### Exercise objective
In the passage on the wireless vital-signs radar, write out the part that begins at the words "The radar system is" and stops after "to various machines.", swapping "smartphone" for "wallet".

### Text block
══════════

University of Waterloo researchers have developed a radar system that monitors patients’ vital signs wirelessly, which eliminates the need to be hooked up to machines.
The radar system is enclosed in a device that’s smaller than a smartphone, according to the University of Waterloo, and sends radar waves that record breathing and heart rates. Then, an onboard digital signal processing unit uses its algorithms to analyze the data.
Right now, the researchers are targeting sleep apnea patients to benefit from this wireless radar system. According to George Shaker, an engineering professor at the University of Waterloo, this allows patients to run continuous daily tests in their own home instead of in a lab connected by wires to various machines.
“With traditional systems involving wires and appointments booked weeks in advance, you can’t sleep as you normally do in your own bed at home, making the common sleep study an unpleasant experience,” Shaker explains.
Trials took place at the Research Institute for Aging, where the radar system was secured to the ceiling of a model long-term care apartment with 50 volunteers sleeping in beds underneath. According to the team, the system was 90 percent as accurate as hard-wired equipment on the market today.
“This is the first time radar has been used for heart sensing with this degree of accuracy and in such an uncontrolled environment,” says Mostafa Alizadeh, a research associate who led the study. “Our subjects slept unobstructed, in any position, for up to eight hours.”
In addition to sleep apnea, the system can lend its services to a number of conditions, including restless leg syndrome, seizures, periodic limb movement disorder, and routine monitoring of patients’ heart and breathing rates.
The research was described in the article, “Remote monitoring of human vital signs using mm-wave FMCW radar,” published in IEEE Access.

══════════

### Supplied information
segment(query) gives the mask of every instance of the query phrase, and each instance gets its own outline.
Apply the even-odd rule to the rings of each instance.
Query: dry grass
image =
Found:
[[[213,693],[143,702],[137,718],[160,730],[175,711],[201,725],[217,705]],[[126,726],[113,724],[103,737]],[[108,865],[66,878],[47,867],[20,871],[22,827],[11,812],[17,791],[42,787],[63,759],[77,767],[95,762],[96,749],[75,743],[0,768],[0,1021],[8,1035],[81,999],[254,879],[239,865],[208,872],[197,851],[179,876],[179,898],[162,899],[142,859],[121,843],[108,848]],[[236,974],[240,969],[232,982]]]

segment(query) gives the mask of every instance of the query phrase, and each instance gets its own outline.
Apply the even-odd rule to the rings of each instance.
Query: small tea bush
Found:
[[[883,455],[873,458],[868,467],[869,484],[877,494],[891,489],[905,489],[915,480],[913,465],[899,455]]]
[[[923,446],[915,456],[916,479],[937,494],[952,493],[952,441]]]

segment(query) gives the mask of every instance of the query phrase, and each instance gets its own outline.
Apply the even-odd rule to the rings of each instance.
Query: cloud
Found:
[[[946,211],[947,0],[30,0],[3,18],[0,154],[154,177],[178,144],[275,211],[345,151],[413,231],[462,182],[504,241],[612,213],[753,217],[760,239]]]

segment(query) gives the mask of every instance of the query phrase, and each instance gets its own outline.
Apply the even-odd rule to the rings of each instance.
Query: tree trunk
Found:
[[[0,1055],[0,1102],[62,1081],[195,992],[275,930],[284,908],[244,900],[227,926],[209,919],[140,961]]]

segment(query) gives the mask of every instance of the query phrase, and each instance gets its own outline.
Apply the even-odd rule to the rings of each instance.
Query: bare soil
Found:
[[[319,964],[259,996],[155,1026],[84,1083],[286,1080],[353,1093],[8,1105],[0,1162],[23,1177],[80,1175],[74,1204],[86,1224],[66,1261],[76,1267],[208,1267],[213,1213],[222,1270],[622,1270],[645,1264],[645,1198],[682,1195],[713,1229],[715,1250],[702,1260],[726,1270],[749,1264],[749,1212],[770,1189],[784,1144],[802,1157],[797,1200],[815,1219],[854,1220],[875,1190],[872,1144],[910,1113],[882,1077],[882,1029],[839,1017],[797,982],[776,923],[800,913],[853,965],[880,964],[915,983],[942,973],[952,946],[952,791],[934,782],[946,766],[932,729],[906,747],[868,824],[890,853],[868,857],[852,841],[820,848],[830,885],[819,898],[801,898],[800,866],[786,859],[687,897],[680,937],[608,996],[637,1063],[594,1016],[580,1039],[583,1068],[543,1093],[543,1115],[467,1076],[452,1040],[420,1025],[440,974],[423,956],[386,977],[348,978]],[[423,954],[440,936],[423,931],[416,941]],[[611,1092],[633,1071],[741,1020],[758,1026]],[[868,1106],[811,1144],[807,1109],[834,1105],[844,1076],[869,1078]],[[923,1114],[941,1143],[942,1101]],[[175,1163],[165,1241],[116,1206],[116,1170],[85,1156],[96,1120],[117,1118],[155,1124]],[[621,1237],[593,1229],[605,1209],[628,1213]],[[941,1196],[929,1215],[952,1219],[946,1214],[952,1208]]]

══════════

### Result
The radar system is enclosed in a device that’s smaller than a wallet, according to the University of Waterloo, and sends radar waves that record breathing and heart rates. Then, an onboard digital signal processing unit uses its algorithms to analyze the data.
Right now, the researchers are targeting sleep apnea patients to benefit from this wireless radar system. According to George Shaker, an engineering professor at the University of Waterloo, this allows patients to run continuous daily tests in their own home instead of in a lab connected by wires to various machines.